#### [Problem details]
Your answer should be every line from the records that contains "blue".

#### [Items from a dataset]
- - -

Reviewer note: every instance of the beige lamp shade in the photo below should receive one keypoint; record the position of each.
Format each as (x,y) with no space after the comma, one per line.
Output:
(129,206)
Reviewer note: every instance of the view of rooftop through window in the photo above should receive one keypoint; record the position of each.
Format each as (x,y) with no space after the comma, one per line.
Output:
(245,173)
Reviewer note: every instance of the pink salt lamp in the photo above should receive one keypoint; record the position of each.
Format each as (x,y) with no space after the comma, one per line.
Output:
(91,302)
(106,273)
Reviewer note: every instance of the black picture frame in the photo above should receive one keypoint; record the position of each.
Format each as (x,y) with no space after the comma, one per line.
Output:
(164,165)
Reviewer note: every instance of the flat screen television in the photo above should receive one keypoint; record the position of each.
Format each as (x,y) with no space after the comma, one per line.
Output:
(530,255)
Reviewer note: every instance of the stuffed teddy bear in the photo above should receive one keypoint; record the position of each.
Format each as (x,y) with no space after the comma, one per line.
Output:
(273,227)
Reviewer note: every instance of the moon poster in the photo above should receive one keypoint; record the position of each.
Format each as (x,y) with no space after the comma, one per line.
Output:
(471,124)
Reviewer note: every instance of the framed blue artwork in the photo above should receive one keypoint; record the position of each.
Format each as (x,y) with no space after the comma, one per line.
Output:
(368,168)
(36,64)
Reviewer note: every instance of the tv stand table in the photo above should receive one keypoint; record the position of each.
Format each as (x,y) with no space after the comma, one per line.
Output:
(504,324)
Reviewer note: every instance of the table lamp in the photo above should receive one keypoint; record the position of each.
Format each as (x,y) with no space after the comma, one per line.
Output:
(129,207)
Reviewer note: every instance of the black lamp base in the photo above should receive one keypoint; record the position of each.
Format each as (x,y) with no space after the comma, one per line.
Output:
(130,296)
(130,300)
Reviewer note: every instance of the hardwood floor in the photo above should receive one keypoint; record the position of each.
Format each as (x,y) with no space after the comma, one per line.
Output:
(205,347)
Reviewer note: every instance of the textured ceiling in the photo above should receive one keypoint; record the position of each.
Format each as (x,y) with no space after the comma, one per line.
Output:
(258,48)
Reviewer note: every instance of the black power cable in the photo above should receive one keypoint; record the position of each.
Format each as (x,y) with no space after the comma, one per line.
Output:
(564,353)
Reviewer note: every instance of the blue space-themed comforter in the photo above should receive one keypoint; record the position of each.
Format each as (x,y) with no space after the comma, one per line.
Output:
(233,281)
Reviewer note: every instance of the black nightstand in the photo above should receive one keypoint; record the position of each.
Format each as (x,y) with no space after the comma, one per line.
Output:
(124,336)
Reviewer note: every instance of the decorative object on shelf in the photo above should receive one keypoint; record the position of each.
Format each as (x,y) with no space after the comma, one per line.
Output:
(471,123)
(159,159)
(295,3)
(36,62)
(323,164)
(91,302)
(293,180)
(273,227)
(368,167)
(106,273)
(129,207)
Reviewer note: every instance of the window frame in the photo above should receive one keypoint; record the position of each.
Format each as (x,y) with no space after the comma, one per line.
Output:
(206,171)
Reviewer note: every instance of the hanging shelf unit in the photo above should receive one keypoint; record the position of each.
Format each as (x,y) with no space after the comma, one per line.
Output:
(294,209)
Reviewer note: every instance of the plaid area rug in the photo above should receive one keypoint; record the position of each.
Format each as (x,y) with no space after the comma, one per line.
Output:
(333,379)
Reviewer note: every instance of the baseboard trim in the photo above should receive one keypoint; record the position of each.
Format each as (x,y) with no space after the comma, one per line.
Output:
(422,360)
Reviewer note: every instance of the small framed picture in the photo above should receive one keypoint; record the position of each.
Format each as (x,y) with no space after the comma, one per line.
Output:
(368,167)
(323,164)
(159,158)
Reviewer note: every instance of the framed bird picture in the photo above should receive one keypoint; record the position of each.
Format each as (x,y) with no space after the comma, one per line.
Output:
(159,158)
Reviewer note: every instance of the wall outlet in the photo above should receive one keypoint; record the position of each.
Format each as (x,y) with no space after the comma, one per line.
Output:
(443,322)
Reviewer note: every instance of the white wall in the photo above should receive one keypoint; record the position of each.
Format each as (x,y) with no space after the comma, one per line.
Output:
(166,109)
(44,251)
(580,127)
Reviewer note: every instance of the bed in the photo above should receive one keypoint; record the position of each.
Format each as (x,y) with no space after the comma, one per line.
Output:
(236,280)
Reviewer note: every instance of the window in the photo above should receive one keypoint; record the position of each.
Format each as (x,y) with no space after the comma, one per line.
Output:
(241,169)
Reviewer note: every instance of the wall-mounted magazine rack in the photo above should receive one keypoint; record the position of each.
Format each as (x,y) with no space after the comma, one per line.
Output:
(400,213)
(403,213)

- - -

#### [Result]
Reviewer note: every instance of the framed blue artwork in the photo above should receive one keypoint; record the position of each.
Reviewer note: every instance of the blue space-themed comforter in the photo above should receive one keypoint; record the position of each.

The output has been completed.